*** Data supplied ***

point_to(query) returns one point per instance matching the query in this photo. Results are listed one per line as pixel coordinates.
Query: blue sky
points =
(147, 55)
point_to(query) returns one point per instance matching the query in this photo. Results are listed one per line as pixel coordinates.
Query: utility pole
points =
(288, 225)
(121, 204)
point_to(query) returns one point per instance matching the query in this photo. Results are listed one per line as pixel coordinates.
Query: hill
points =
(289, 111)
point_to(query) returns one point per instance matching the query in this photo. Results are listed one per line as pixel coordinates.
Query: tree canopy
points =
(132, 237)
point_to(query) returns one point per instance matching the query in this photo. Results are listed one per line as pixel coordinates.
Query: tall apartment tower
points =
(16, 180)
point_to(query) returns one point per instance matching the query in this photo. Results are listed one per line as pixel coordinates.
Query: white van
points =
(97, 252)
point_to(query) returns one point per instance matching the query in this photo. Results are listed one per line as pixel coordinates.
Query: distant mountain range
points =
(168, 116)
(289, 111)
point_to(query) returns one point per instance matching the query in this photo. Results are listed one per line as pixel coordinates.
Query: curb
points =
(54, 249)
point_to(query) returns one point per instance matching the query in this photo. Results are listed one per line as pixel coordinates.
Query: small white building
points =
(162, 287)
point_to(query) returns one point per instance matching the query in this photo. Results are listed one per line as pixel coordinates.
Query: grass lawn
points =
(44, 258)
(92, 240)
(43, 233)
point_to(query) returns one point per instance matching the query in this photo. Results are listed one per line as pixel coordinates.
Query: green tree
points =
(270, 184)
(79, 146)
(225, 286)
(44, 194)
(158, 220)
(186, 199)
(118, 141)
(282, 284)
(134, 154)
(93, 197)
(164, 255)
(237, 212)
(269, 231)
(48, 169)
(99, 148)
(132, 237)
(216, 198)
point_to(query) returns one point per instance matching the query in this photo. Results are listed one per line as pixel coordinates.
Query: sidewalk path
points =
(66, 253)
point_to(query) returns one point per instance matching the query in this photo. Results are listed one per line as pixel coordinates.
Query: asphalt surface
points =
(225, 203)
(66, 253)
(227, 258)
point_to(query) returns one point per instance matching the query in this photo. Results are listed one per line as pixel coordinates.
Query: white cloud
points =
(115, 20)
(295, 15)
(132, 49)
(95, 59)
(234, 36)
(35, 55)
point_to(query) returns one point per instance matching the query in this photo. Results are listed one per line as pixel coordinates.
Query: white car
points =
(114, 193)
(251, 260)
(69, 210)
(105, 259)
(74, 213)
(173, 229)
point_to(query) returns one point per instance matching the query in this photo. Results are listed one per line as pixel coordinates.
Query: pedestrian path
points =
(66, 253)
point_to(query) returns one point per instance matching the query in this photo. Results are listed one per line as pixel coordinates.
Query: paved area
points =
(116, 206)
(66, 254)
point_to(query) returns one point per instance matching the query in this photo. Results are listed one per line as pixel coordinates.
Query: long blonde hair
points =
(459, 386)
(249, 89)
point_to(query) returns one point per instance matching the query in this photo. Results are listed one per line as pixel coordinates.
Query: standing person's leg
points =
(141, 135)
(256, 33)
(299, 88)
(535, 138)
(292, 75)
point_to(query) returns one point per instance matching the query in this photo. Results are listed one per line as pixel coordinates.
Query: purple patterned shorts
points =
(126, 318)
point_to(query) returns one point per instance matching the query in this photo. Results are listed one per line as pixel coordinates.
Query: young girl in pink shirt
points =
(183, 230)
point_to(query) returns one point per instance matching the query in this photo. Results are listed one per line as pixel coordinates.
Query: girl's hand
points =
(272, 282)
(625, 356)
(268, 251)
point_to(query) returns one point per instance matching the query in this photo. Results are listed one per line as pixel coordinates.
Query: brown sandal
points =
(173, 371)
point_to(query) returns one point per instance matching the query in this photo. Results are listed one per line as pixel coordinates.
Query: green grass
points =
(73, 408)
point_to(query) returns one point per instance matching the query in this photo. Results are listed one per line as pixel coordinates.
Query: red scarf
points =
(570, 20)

***

Challenge: Every line of the material must be returned exactly as it appears.

Answer below:
point_to(query) returns one point per instance matching the query in this photo. Results are listed one per line as pixel coordinates.
Query: blue sky
points =
(147, 55)
point_to(query) returns one point per instance matching the query in this photo. Results are listed one per line as pixel coordinates.
Query: utility pole
points =
(288, 225)
(121, 204)
point_to(query) returns one point per instance matching the query in this photo. Results are listed one per line as pixel coordinates.
Query: hill
points =
(289, 111)
point_to(query) returns one point per instance matching the query in this photo. Results are listed one per line as pixel coordinates.
Query: tree canopy
points =
(132, 237)
point_to(query) returns one point per instance matching the query in this photo. Results are listed one per line as pixel coordinates.
Query: tall apartment tower
points =
(16, 180)
point_to(query) returns one point per instance matching the query in this photo. Results are listed one per line as pixel coordinates.
Query: white van
points =
(97, 252)
point_to(query) returns one point per instance matching the query in this photo. Results are listed one per line as pixel coordinates.
Query: distant mountain range
points =
(168, 116)
(289, 111)
point_to(query) returns one point per instance matching the query in this photo. Results are listed one per line as pixel coordinates.
Query: curb
points =
(54, 249)
point_to(query) returns one point per instance matching the query in this photo. Results are listed one per line as pixel coordinates.
Query: small white building
points =
(162, 287)
point_to(query) returns one point per instance matching the query in this photo. Results are listed one per line as pixel coordinates.
Query: grass lawn
points =
(44, 258)
(92, 240)
(43, 233)
point_to(query) returns one point per instance matching the query in this photo. Results are listed one per line as pixel coordinates.
Query: green tree
points =
(270, 184)
(79, 146)
(225, 286)
(44, 194)
(158, 220)
(186, 199)
(118, 141)
(282, 284)
(134, 154)
(93, 197)
(164, 255)
(237, 212)
(269, 231)
(48, 169)
(99, 148)
(132, 237)
(216, 198)
point_to(query) returns one point per instance matching the query in this photo. Results are listed one per line as pixel coordinates.
Query: sidewalk path
points =
(66, 253)
point_to(query) returns one point per instance matching the query in this photo. Results are listed one per line as pixel coordinates.
Query: asphalt surface
points =
(225, 203)
(66, 253)
(227, 258)
point_to(query) returns one point per instance matching the query in this photo. Results are listed one per line as pixel coordinates.
Query: white cloud
points =
(115, 20)
(295, 15)
(132, 49)
(95, 59)
(234, 36)
(35, 55)
point_to(query) returns one point per instance matching the query in this photo. Results are listed one per line as pixel coordinates.
Query: white car
points =
(114, 193)
(251, 260)
(69, 210)
(105, 259)
(74, 213)
(173, 229)
point_to(query) returns one point per instance matching the query in this photo. Results are listed one per line as pixel coordinates.
Query: pedestrian path
points =
(66, 253)
point_to(query) returns one point per instance matching the query in this photo. Results are listed one per line as pixel coordinates.
Query: paved area
points =
(116, 206)
(66, 254)
point_to(query) returns one point per instance matching the query in this photo. Results are listed one per line as pixel coordinates.
Query: long blonde hair
points =
(459, 386)
(249, 89)
point_to(query) returns one point per instance matching the query in this photo. Results are listed one per line as pixel coordinates.
Query: standing person's leg
points =
(141, 135)
(256, 33)
(299, 88)
(535, 138)
(292, 75)
point_to(query) returns one point per instance matching the query in this photo. Results are listed one per line as pixel coordinates.
Query: purple patterned shorts
points =
(126, 318)
point_to(query) returns one point per instance matching the query in this photo. Results are listed one per line as pixel coordinates.
Query: young girl in pink shirt
points =
(183, 230)
point_to(query) returns one point per instance matching the query in this photo. Results are listed one per line as pixel coordinates.
Query: girl's hand
points =
(272, 282)
(625, 356)
(268, 251)
point_to(query) returns one point per instance matching the query in this photo. Results are listed one per line as pixel coordinates.
Query: brown sandal
points =
(173, 371)
point_to(query) returns one point per instance matching the query in this photo. Results are listed one per line as pixel coordinates.
Query: green grass
points =
(73, 408)
point_to(query) returns one point per instance matching the query in this photo. Results are listed one per line as pixel coordinates.
Query: red scarf
points =
(570, 20)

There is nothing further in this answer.